Problema.
Segundo o texto selecionado abaixo, durante quanto tempo o curta Tamo Junto foi produzido?

Texto selecionado.
┏━━

Nessa semana, o curta-metragem de animação “Tamo Junto”, dirigido por Pedro Conti e produzido pela Flooul Animation, teve sua estreia através do YouTube.
Tamo Junto é um curta-metragem independente de animação. Em dias de medo, dois vizinhos passam a tornar cada momento de interação como grandes preciosidades. O trabalho conta com a voz do rapper Criolo e da atriz Luciana Silveira, e com a participação de Emicida. A trilha sonora é assinada pela Loud+. Durante a produção, o curta foi uma tentativa de cura através da arte.
Como quase todos, o animador Pedro Conti foi fortemente afetado pela pandemia COVID-19 que assolou – e continua a afligir – a comunidade mundial. Ao contrário de muitos que vivem da indústria de animação, no entanto, Pedro Conti mora no Brasil, um país que foi especialmente atingido pelo vírus, ocupando o segundo lugar, depois dos Estados Unidos, em número total de mortes relacionadas ao COVID.
Em Tamo Junto, Pedro Conti usa locais e eventos de sua própria vida para contar uma história simples sobre dois vizinhos que se ajudam durante os dias sombrios da pandemia, criando momentos especiais para aliviar sua solidão e medo. Feito ao longo de cerca de 16 meses entre maio de 2020 e setembro de 2021, o filme 3D / CG oferece um testemunho sincero do poder da bondade, bem como uma peça memorial que evoca as imagens e sons do bairro onde Conti cresceu.
O curta-metragem, com seu roteiro extremamente sensível, esteticamente impecável e cheio de representatividade, merece a nossa atenção.
Confira abaixo a entrevista de Pedro Conti – que trabalha como artista freelancer para clientes como Walt Disney Animation Studios, DreamWorks, Paramount Pictures e Marvel – dada à AWN (Animation World Network) sobre a produção de Tamo Junto:
AWN: O Brasil foi duramente atingido pela COVID. Como você foi afetado pessoalmente?
Conti: COVID afetou a vida de quase todo mundo no Brasil. Perdemos alguns amigos íntimos, incluindo um dos meus melhores amigos com quem cresci. Ele tinha 35 anos e um filho de um ano. A poesia dos créditos foi minha forma de homenageá-lo. Minha esposa e eu acabamos nos mudando para outra cidade do sul do Brasil, pois queríamos um pouco mais de espaço para respirar. Tenho um filho de três anos que exige muita atenção e, em algum momento, sentimos que ele ficou muito afetado por não interagir com outras crianças. Estávamos realmente preocupados com ele durante a maior parte da pandemia.
AWN: O filme foi feito inteiramente durante a pandemia, e como isso afetou o processo de produção?
Conti: Sim, o filme foi feito durante a pandemia. Tivemos muitas pausas, porque eu também estava fazendo um trabalho comercial e às vezes não tinha energia para continuar trabalhando nisso. Mas o filme foi uma forma de ter pequenos momentos doces interagindo com a equipe e trocando ideias – ou apenas conversando sobre a vida. Foi também uma forma de colaborar com artistas que admiro.

┗━━

Dados fornecidos.
┏━━

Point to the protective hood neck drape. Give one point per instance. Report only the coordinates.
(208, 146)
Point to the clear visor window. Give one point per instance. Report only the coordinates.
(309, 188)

┗━━

Resolução.
Cerca de 16 meses, entre maio de 2020 e setembro de 2021.